▶ _Exercise directions_
Your answer should be the records below, written out exactly.

▶ _Record excerpts_
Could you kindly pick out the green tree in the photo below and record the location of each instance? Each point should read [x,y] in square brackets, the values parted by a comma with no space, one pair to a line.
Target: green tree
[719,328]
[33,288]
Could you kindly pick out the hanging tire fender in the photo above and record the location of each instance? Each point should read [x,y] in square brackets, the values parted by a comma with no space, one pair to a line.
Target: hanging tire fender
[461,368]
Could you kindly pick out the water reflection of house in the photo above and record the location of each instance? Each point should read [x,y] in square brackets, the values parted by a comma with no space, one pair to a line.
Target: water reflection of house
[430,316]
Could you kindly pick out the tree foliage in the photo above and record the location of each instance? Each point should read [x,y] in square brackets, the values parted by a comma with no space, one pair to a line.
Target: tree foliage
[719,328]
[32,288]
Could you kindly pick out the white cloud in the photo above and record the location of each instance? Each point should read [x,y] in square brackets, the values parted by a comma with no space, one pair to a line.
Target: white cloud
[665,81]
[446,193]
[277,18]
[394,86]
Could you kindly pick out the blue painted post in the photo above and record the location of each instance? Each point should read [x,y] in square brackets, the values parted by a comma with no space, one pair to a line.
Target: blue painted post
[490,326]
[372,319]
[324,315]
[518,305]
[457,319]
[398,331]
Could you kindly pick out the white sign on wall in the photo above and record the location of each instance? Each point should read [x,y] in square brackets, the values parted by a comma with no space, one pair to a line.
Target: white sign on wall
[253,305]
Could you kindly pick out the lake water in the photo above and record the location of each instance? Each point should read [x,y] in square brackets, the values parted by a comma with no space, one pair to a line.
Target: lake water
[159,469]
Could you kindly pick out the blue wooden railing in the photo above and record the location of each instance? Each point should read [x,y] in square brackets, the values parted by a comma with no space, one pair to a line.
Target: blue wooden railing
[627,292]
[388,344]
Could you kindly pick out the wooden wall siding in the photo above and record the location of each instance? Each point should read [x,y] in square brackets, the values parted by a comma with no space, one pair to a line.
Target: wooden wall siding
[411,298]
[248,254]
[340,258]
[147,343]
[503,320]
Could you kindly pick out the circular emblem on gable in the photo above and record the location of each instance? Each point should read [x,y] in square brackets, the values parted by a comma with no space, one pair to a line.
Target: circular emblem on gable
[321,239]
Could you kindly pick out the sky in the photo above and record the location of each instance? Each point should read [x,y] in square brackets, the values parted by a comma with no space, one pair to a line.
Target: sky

▶ _Written reply_
Could you kindly pick out the green tree in the photo below and record the location of each instance? Each point should read [x,y] in square brackets, the values parted by a comma with no space, one pair to a line.
Target: green tree
[719,328]
[33,288]
Could you kindly pick out the hanging tire fender in the photo above and record the location of each instance? Each point should read [x,y] in square brackets, the values parted by a comma with no space, one pair to a line.
Target: hanging tire fender
[461,368]
Could you kindly pick out the water reflection of house in the photo above and record the location of each instance? Each point should read [x,y] in square brackets, the values parted by a comma with no space, one pair to a line.
Target: water reflection of house
[430,316]
Could you kindly pick out the tree foliage in the photo above and record the location of each instance? Each point should read [x,y] in square brackets, the values parted by a comma with no space, one pair to a line.
Target: tree foliage
[719,328]
[32,288]
Could you kindly pick out the white cloud in the photo above and record the location of each instance? Each point should read [x,y] in square brackets, the values parted by a comma with no space, one pair to a line.
Target: white cloud
[665,81]
[446,193]
[277,18]
[394,86]
Could you kindly pick out the blue painted post in the photo above and record the location of each instance? Each point should read [x,y] in square brackets, the values parted by a comma with no space, one pair to a line.
Target: blue painted post
[490,326]
[372,319]
[324,315]
[518,305]
[457,319]
[398,331]
Could you kindly pick out the white sign on wall in the photo above and record the location of each instance? Each point should read [x,y] in square brackets, the values parted by a comma with no space, one pair to a line.
Target: white sign on wall
[253,305]
Could you kindly pick out the lake water in the photo above and record the location of each instance? Each point should read [x,y] in square brackets, the values parted by a comma with no space, one pair to a line.
Target: lake water
[159,469]
Could you kindly pick out the blue wooden railing in the photo above and record the location of each instance? Each point should read [x,y] in square brackets, the values parted by a comma with no space, one pair to a line.
Target: blue wooden railing
[627,292]
[388,344]
Could you kindly pick out the wooden wall siding in the photo above and record the location of each instance? Each point should read [x,y] in square brackets, the values parted by a comma with no space, one pair to a line.
Target: wooden wall siding
[411,298]
[248,254]
[340,258]
[147,343]
[503,320]
Could you kindly pick out the circular emblem on gable in the photo above and record the location of each instance? Each point should read [x,y] in square brackets, the values parted by a comma with no space, one pair to a line.
Target: circular emblem on gable
[321,239]
Could you kindly pick out the sky in the photo above and record the location of each instance? Each point should read [x,y] in square brackets, the values parted by a comma with no space, one pair to a line.
Target: sky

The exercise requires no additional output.